◆ WORK ORDER
Repeat the data word for word, excluding every picture.

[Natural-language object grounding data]

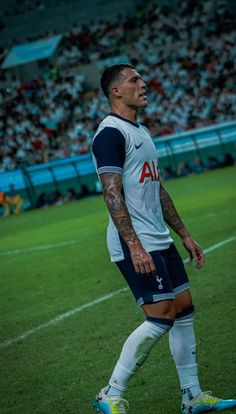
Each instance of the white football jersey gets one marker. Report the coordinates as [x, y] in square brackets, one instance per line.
[123, 147]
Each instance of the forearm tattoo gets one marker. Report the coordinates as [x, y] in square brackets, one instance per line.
[169, 212]
[112, 187]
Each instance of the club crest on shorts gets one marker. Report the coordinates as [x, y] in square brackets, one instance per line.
[159, 280]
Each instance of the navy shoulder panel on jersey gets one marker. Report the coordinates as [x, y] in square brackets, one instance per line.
[109, 150]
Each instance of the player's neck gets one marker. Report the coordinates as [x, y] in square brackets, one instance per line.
[126, 112]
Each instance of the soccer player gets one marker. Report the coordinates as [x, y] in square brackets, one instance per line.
[140, 244]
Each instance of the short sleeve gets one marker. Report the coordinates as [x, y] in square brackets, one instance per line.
[109, 151]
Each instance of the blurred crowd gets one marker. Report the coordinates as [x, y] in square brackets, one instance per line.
[186, 58]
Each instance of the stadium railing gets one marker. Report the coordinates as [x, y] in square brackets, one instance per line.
[75, 172]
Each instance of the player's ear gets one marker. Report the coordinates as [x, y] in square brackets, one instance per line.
[115, 91]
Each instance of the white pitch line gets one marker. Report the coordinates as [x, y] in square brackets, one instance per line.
[39, 248]
[72, 312]
[72, 242]
[60, 318]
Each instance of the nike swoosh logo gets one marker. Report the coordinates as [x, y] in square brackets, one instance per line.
[138, 146]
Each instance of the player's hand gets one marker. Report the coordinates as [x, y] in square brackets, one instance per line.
[142, 260]
[194, 250]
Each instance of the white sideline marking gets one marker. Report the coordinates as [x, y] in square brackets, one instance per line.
[65, 315]
[72, 242]
[39, 248]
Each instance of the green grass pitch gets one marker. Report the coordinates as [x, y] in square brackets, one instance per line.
[59, 368]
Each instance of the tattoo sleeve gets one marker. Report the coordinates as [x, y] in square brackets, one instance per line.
[112, 189]
[170, 213]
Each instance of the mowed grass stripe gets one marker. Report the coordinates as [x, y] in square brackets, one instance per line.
[72, 312]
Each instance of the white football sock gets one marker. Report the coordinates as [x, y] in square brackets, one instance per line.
[183, 348]
[134, 352]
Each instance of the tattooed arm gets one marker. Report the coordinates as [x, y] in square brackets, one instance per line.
[173, 219]
[112, 187]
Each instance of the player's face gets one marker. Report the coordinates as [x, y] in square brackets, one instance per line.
[132, 89]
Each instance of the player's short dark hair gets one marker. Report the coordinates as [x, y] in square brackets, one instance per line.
[111, 74]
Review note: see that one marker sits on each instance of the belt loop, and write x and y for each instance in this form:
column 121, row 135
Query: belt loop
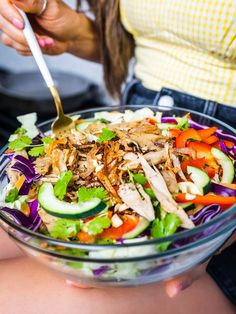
column 156, row 99
column 127, row 90
column 210, row 108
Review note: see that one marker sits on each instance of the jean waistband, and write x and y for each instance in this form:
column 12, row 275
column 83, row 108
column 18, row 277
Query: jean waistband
column 180, row 99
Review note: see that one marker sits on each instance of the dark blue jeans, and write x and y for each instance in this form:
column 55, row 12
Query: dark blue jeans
column 221, row 267
column 136, row 94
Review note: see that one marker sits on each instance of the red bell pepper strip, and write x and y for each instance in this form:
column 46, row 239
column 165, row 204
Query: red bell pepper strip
column 130, row 222
column 210, row 171
column 205, row 133
column 85, row 237
column 210, row 140
column 198, row 163
column 185, row 136
column 207, row 199
column 200, row 147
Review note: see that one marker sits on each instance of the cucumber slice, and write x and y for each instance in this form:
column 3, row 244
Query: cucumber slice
column 187, row 206
column 62, row 209
column 200, row 179
column 190, row 187
column 226, row 164
column 141, row 226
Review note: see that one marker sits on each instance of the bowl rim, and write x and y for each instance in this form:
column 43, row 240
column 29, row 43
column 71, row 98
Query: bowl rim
column 177, row 236
column 165, row 254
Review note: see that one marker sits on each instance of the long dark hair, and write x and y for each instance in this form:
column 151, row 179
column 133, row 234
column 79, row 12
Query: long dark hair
column 116, row 44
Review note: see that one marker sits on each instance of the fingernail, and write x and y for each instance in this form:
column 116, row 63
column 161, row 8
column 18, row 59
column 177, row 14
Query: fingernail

◆ OUTPUT BELOW
Each instance of the white football jersey gets one marker. Report the coordinates as [x, y] in square brackets, one instance per line.
[123, 147]
Each instance of the forearm tattoo gets one marker. Report the coordinates as [x, y] in square brackets, one instance per line.
[169, 212]
[112, 187]
Each instance of the club crest on shorts gets one marker. Report the coordinates as [x, y] in square brackets, one instance per line.
[159, 280]
Each instance of the navy shoulder panel on jersey gets one marker. Report the coordinates as [x, y] in square brackets, one instance per line.
[109, 150]
Each instance of the player's neck gets one marker. Report the coordinates as [x, y] in square brackets, one instance per line.
[126, 112]
Each instance of the soccer player gets one marker. Report the coordinates as [x, y] in square brackets, one instance per line.
[140, 244]
Each instance of the short sleeve gets one marker. Report the coordinates as [x, y] in square brackets, one instance per line.
[109, 151]
Each instance of the blurred crowd gets one marker. Report the coordinates as [x, y] in square brackets, one instance per line.
[186, 58]
Each instance of the stadium railing gets one marker. Report the coordinates as [x, y] in square brackets, one instance per line.
[75, 172]
Each instance of the player's ear gets one marker. Report the coordinates as [x, y] in square brackets, one instance per line.
[115, 91]
Each instance of the white pitch line gets one marker. Report the coordinates as [x, y] in square brackets, one instance per line.
[39, 248]
[72, 312]
[72, 242]
[60, 318]
Each instance of the nike swoosh logo gets one marker. Report the coordinates as [x, y] in square brackets, one instance per line.
[138, 146]
Each instance of the player's hand gets one marker. Report the coordinates as [x, y] in square brackets, one instance per line.
[142, 260]
[194, 250]
Each instance of the white sideline marking gets one marker. Report the coordinates as [x, y] in square brackets, one instance per line.
[65, 315]
[72, 242]
[39, 248]
Each instance of the green grass pitch gets one marker. Report the coordinates as [x, y] in square brackets, one instance per line.
[59, 368]
Each instance of the tattoo sleeve gets one marker. Report the coordinates as [x, y] in square brackets, one instance per line.
[112, 189]
[170, 213]
Each instance of the mowed grass stripe gets one marker. Report the coordinates as [x, y] in square brackets, one instance per line.
[72, 312]
Each instance of the white football sock gets one marker. Report the coordinates as [x, y] in square brackets, one instance per line.
[183, 348]
[134, 352]
Each instance of the tattooed arm gets one marker. Report the coordinates as [x, y] in square brackets, one instance per line.
[173, 219]
[112, 187]
Each instance of the player's face gets one marker. Report the coordinates as [x, y] in square brackets, one instance per line.
[132, 89]
Each instance of the player's short dark hair gets one marker. Report the coordinates as [x, y] in square brackets, one instance per line.
[111, 74]
Review note: see that one marker sits on each instance of the belt loop, and write x and y for each instance in this form:
column 121, row 135
Query: belt loop
column 156, row 99
column 127, row 90
column 210, row 108
Review note: see that one marker sits on each instance of the jean waistband, and write x and y for each instance in this form:
column 12, row 275
column 83, row 108
column 18, row 277
Query: jean waistband
column 180, row 99
Review note: see that one marker sits on each instance of the dark blue jeans, and write x and y for each instance in this form:
column 55, row 12
Query: dark blue jeans
column 221, row 267
column 136, row 94
Review note: see that one marker sits on each instance of the red bell pepper strip, and write x and y for each instance in this form:
column 46, row 239
column 165, row 204
Query: red bell pepper strip
column 130, row 222
column 210, row 171
column 205, row 133
column 85, row 237
column 210, row 140
column 198, row 163
column 185, row 136
column 207, row 199
column 200, row 147
Review note: see that one marker sits on each instance of the cucumber slice, and write x and y for each instance in this form:
column 3, row 244
Query: cucumber slice
column 187, row 206
column 62, row 209
column 200, row 179
column 190, row 187
column 226, row 164
column 141, row 226
Review note: see that one marker sits on each instance of the bowl rim, and write x and y for each instance in this form:
column 43, row 240
column 29, row 43
column 71, row 98
Query: bowl rim
column 177, row 236
column 165, row 254
Review note: see that one marker sits on each instance of the long dark hair, and write x and y for each instance in this form:
column 151, row 179
column 133, row 234
column 79, row 12
Query: long dark hair
column 116, row 44
Review note: see that one marker sits on each instance of the fingernail, and write x and y for each instance in this form:
column 116, row 63
column 161, row 8
column 18, row 59
column 177, row 14
Query: fingernail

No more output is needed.